# start of Selected text
% Generated by roxygen2: do not edit by hand
% Please edit documentation in R/calc_longterm_daily_stats.R
\name{calc_longterm_daily_stats}
\alias{calc_longterm_daily_stats}
\title{Calculate long-term summary statistics from daily mean flows}
\usage{
calc_longterm_daily_stats(
  data,
  dates = Date,
  values = Value,
  groups = STATION_NUMBER,
  station_number,
  percentiles = c(10, 90),
  roll_days = 1,
  roll_align = "right",
  water_year_start = 1,
  start_year,
  end_year,
  exclude_years,
  months = 1:12,
  complete_years = FALSE,
  include_longterm = TRUE,
  custom_months,
  custom_months_label,
  transpose = FALSE,
  ignore_missing = FALSE
)
}
\arguments{
\item{data}{Data frame of daily data that contains columns of dates, flow values, and (optional) groups (e.g. station numbers).
Leave blank or set to \code{NULL} if using \code{station_number} argument.}

\item{dates}{Name of column in \code{data} that contains dates formatted YYYY-MM-DD. Only required if dates column name is not 
'Date' (default). Leave blank or set to \code{NULL} if using \code{station_number} argument.}

\item{values}{Name of column in \code{data} that contains numeric flow values, in units of cubic metres per second.
Only required if values column name is not 'Value' (default). Leave blank if using \code{station_number} argument.}

\item{groups}{Name of column in \code{data} that contains unique identifiers for different data sets, if applicable. Only required 
if groups column name is not 'STATION_NUMBER'. Function will automatically group by a column named 'STATION_NUMBER' if 
present. Remove the 'STATION_NUMBER' column beforehand to remove this grouping. Leave blank if using \code{station_number} 
argument.}

\item{station_number}{Character string vector of seven digit Water Survey of Canada station numbers (e.g. \code{"08NM116"}) of
which to extract daily streamflow data from a HYDAT database. Requires \code{tidyhydat} package and a HYDAT database.
# end of Selected text
> [Written tasks]
1 - Rewrite everything in the function documentation from "Only required if values" down to "and a HYDAT database.", replacing "Water Survey of Canada" with "Environment and Climate Change Canada".
2 - Answer these questions using the function documentation:
(a) What is the default value of the roll_align argument?
(b) In what units must the flow values be given?
(c) Which package does the station_number argument require?
# start of Entries
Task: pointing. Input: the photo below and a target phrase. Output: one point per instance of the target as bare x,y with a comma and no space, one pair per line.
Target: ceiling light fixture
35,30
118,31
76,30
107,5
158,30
# end of Entries
> [Answers for the exercise]
1 -
Only required if values column name is not 'Value' (default). Leave blank if using \code{station_number} argument.}

\item{groups}{Name of column in \code{data} that contains unique identifiers for different data sets, if applicable. Only required 
if groups column name is not 'STATION_NUMBER'. Function will automatically group by a column named 'STATION_NUMBER' if 
present. Remove the 'STATION_NUMBER' column beforehand to remove this grouping. Leave blank if using \code{station_number} 
argument.}

\item{station_number}{Character string vector of seven digit Environment and Climate Change Canada station numbers (e.g. \code{"08NM116"}) of
which to extract daily streamflow data from a HYDAT database. Requires \code{tidyhydat} package and a HYDAT database.

2 -
(a) "right"
(b) Cubic metres per second.
(c) The tidyhydat package.